• **THE DATA**:

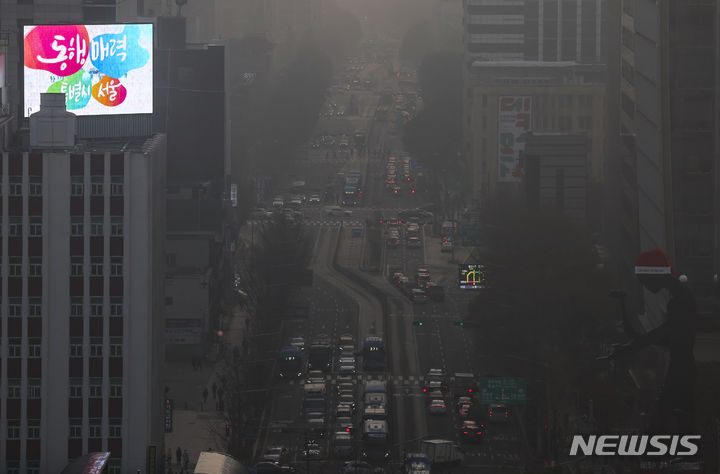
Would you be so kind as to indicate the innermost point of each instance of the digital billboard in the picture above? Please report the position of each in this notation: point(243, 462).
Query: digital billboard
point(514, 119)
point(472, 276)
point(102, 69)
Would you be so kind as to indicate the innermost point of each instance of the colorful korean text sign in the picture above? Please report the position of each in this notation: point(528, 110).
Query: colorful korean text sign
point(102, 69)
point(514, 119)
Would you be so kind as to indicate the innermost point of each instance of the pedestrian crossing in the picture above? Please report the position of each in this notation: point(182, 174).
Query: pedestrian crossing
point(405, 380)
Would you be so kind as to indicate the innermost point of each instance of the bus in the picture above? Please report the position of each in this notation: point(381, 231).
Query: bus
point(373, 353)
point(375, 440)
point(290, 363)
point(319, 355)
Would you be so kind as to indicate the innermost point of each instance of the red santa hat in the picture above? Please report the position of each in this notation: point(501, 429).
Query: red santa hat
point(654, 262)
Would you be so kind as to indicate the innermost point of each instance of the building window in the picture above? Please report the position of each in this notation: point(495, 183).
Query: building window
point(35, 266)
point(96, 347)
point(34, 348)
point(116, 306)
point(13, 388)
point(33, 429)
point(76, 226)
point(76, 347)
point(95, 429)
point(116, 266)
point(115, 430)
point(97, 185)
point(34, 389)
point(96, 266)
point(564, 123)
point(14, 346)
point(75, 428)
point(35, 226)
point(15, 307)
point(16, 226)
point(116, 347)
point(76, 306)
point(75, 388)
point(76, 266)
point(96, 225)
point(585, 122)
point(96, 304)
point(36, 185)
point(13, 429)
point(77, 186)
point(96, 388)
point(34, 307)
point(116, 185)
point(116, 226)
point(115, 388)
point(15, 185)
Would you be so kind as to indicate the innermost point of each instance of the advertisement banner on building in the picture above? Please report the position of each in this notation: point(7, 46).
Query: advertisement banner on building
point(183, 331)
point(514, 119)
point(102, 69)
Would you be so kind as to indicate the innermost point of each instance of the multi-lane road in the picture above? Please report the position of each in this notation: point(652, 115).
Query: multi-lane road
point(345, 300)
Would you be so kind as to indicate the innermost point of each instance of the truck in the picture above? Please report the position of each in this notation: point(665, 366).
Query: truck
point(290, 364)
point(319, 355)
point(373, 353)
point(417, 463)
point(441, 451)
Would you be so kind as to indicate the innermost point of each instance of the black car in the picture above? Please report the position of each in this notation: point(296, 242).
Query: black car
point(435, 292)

==

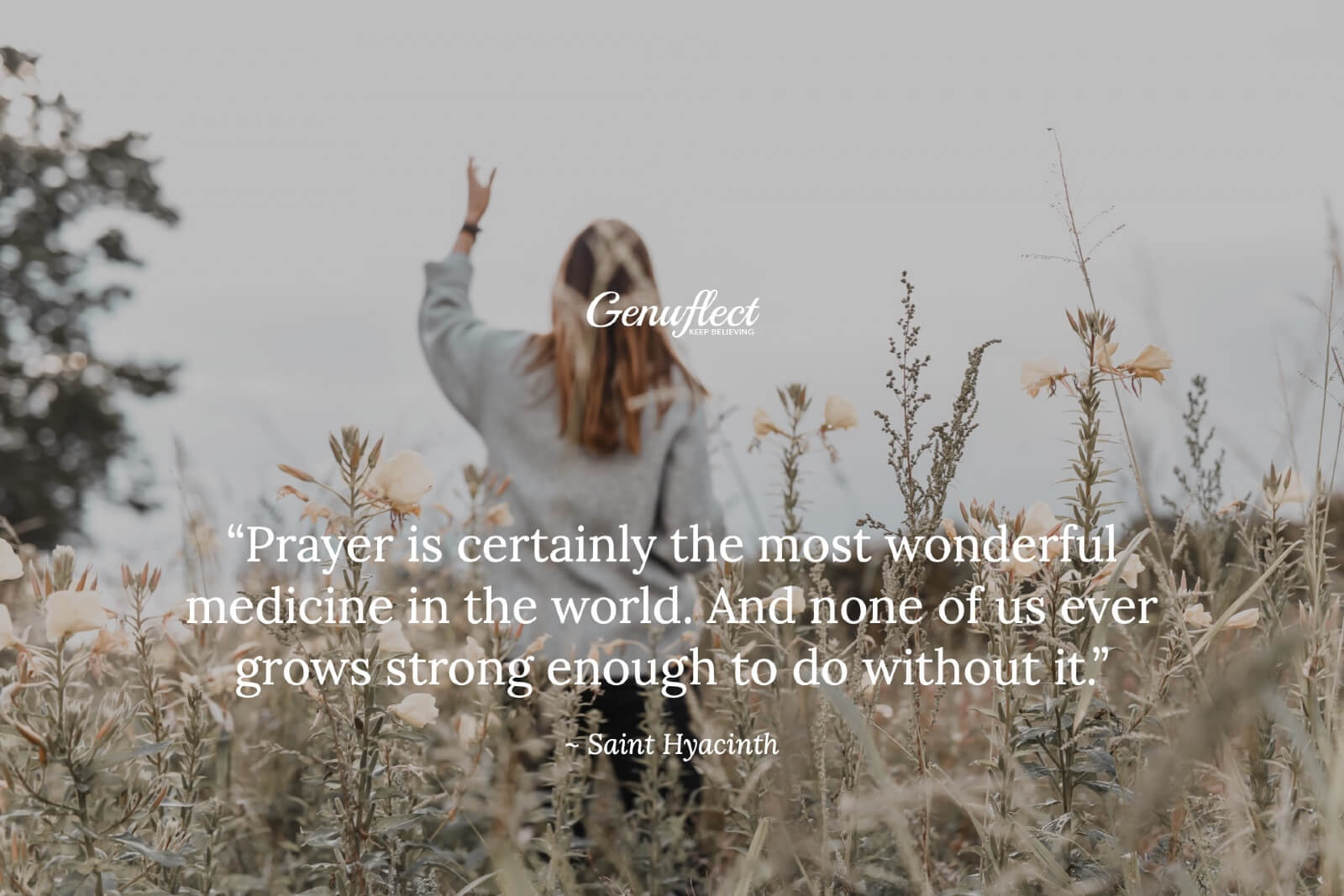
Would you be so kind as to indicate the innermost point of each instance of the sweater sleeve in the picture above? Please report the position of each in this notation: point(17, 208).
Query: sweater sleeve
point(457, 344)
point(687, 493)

• **TASK BRIEF**: Please repeat the material word for word, everything from the line containing "notation: point(501, 429)." down to the line containing "point(345, 300)", with both of those lines included.

• **RESULT**:
Would you be so kind as to indicate the innermost point of each instance of the red santa hat in the picture above? Please report the position of each in this notation: point(501, 429).
Query: red santa hat
point(654, 262)
Would you be so kind as to indicate the innermost point of each instance of the building window in the picture above? Please report the position of each in this notation: point(495, 183).
Query: building window
point(35, 266)
point(96, 347)
point(34, 348)
point(116, 306)
point(13, 388)
point(33, 429)
point(76, 226)
point(76, 347)
point(95, 429)
point(116, 266)
point(115, 430)
point(97, 185)
point(34, 389)
point(96, 266)
point(564, 123)
point(14, 346)
point(75, 428)
point(35, 226)
point(15, 307)
point(16, 226)
point(116, 347)
point(76, 306)
point(75, 388)
point(76, 266)
point(96, 225)
point(585, 122)
point(96, 304)
point(36, 185)
point(13, 429)
point(77, 186)
point(96, 388)
point(34, 307)
point(116, 185)
point(116, 226)
point(115, 388)
point(15, 185)
Would you be so kind as to indicate the innermost point of each instance of the advertisement banner on building in the picture above? Please report the position of each in this notation: point(7, 46).
Query: advertisement banner on building
point(183, 331)
point(514, 119)
point(102, 69)
Would you be so kind as to indicate the innermost point of each instance of the multi-lane road in the picture above? Please report the position of each in this notation: point(652, 115).
Query: multi-lane road
point(345, 300)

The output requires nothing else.